EXERCISE GOAL
Please show every line from the entries that carries the word "picket".

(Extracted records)
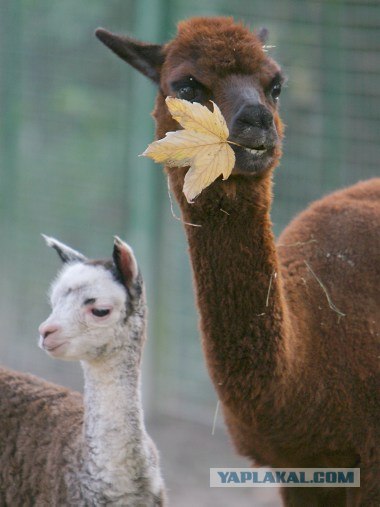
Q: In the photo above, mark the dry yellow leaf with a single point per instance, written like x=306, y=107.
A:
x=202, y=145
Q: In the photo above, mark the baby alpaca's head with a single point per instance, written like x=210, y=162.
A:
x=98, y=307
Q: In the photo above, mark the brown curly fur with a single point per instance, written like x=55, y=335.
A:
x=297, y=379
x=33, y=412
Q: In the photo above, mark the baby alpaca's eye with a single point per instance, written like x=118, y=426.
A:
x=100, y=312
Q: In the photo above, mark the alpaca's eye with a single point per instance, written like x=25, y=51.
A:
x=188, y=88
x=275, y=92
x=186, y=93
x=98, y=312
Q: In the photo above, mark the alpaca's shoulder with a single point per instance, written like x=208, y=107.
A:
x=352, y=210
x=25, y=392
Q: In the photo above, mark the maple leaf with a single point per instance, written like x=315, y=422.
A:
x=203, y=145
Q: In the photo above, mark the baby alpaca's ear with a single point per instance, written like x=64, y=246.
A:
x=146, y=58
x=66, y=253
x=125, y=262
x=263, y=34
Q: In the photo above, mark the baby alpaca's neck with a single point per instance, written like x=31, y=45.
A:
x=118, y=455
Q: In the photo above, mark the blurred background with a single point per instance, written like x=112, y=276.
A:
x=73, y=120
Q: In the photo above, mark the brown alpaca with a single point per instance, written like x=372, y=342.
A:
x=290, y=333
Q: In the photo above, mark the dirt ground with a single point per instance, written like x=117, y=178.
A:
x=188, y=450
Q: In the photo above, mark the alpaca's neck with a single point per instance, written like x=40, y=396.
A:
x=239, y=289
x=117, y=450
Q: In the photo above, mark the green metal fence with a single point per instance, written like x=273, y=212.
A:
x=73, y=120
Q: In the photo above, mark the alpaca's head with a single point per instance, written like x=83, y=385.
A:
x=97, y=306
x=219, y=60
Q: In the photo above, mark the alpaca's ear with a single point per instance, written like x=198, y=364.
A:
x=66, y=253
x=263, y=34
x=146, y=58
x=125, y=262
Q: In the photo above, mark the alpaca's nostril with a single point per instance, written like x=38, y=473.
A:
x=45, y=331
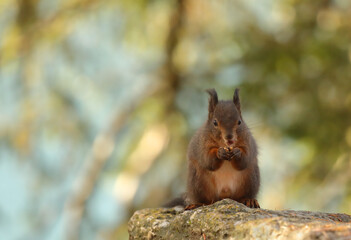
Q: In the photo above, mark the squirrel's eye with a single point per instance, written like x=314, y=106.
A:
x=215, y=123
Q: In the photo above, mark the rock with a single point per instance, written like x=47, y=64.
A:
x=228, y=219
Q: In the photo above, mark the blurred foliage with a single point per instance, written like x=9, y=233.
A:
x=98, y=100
* * *
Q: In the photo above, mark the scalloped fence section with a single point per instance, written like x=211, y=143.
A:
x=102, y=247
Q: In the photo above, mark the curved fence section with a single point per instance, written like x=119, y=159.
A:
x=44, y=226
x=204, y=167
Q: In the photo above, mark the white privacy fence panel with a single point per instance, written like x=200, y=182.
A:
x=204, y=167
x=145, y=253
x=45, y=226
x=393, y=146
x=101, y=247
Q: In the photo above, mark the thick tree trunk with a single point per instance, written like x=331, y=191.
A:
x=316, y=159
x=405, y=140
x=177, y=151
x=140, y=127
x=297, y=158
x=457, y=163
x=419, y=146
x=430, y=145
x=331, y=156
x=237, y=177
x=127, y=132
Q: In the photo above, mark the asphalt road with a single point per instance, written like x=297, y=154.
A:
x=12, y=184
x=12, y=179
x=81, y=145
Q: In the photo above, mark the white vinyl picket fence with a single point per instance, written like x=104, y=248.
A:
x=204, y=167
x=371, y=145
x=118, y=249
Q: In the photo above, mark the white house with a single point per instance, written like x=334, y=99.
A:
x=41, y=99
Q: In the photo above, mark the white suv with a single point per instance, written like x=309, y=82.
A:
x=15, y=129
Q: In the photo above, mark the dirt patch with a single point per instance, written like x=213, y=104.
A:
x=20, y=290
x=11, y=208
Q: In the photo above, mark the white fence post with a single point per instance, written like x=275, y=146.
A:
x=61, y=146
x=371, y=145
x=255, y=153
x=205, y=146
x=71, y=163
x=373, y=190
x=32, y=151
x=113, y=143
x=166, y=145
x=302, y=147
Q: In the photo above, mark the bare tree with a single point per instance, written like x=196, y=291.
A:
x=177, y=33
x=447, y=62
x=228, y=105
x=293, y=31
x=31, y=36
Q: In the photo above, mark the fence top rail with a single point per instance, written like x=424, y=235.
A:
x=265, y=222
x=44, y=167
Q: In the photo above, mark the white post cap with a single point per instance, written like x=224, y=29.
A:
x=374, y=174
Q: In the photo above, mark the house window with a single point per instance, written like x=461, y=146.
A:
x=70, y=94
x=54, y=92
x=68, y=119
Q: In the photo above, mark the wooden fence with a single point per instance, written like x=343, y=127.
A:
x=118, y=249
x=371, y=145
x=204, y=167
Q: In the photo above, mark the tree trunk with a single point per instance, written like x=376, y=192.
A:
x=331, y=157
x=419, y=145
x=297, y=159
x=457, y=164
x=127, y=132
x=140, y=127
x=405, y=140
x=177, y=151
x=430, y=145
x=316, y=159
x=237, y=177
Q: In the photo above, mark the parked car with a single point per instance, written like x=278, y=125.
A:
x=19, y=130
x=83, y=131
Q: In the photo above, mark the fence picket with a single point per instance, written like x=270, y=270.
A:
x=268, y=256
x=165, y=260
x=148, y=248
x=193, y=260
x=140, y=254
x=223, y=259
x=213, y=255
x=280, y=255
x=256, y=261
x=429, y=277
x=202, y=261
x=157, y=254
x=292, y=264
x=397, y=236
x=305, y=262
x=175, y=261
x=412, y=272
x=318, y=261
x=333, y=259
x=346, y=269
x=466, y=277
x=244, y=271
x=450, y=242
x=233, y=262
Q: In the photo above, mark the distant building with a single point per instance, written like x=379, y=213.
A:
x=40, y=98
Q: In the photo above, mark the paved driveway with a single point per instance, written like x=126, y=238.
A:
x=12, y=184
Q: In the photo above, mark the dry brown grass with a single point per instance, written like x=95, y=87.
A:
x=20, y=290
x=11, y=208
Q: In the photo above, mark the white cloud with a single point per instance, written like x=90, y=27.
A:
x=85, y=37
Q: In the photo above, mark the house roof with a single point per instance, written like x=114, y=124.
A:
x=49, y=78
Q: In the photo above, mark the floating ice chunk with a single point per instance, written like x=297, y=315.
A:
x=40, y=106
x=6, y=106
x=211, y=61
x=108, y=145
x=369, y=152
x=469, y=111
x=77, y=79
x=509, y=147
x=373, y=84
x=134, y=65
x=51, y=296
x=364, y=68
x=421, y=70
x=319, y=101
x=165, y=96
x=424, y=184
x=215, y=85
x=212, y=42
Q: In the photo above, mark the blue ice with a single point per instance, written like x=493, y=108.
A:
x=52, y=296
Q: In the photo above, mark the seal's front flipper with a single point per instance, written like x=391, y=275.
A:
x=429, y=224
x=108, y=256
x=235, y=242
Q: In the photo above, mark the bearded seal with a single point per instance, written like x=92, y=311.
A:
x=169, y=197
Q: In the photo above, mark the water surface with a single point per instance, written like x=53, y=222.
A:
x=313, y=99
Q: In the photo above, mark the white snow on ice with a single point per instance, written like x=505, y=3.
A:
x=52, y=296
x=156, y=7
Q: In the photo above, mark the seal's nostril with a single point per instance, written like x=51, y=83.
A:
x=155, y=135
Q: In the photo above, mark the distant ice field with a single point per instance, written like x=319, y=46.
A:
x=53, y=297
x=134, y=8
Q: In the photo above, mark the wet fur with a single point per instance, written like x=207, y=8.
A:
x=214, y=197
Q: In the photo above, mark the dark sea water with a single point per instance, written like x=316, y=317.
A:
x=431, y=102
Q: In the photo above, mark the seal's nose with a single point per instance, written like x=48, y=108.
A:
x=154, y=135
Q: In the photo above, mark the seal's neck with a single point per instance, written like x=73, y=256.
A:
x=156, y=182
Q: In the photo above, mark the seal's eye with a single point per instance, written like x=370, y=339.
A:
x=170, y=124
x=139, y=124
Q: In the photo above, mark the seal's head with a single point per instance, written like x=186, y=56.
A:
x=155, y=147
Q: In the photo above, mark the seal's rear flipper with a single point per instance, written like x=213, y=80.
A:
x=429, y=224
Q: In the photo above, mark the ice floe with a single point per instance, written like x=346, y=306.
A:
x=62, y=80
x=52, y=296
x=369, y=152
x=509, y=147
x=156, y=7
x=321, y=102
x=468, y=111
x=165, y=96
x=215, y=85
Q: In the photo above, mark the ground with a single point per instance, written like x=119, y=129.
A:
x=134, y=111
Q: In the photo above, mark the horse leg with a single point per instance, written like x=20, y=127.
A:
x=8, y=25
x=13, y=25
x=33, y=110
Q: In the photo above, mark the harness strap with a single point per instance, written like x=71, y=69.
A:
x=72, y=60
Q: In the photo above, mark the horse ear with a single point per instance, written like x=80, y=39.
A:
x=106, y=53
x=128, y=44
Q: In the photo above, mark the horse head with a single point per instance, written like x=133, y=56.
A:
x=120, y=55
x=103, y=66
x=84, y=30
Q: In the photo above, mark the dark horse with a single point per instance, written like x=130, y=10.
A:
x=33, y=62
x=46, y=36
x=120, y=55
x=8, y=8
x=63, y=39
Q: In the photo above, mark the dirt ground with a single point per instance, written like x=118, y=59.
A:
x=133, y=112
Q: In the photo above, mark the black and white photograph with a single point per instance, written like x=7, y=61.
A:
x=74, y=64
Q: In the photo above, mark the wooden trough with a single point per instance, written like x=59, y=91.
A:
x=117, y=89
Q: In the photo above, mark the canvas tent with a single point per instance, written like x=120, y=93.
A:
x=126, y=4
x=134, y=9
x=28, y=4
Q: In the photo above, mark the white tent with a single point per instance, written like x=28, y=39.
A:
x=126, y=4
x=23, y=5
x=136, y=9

THE ANSWER
Q: In the photo above, mark the white vinyl picket fence with a single point per instance, written like x=104, y=248.
Q: In the photo above, mark the fence picket with a single point per instance, written like x=270, y=270.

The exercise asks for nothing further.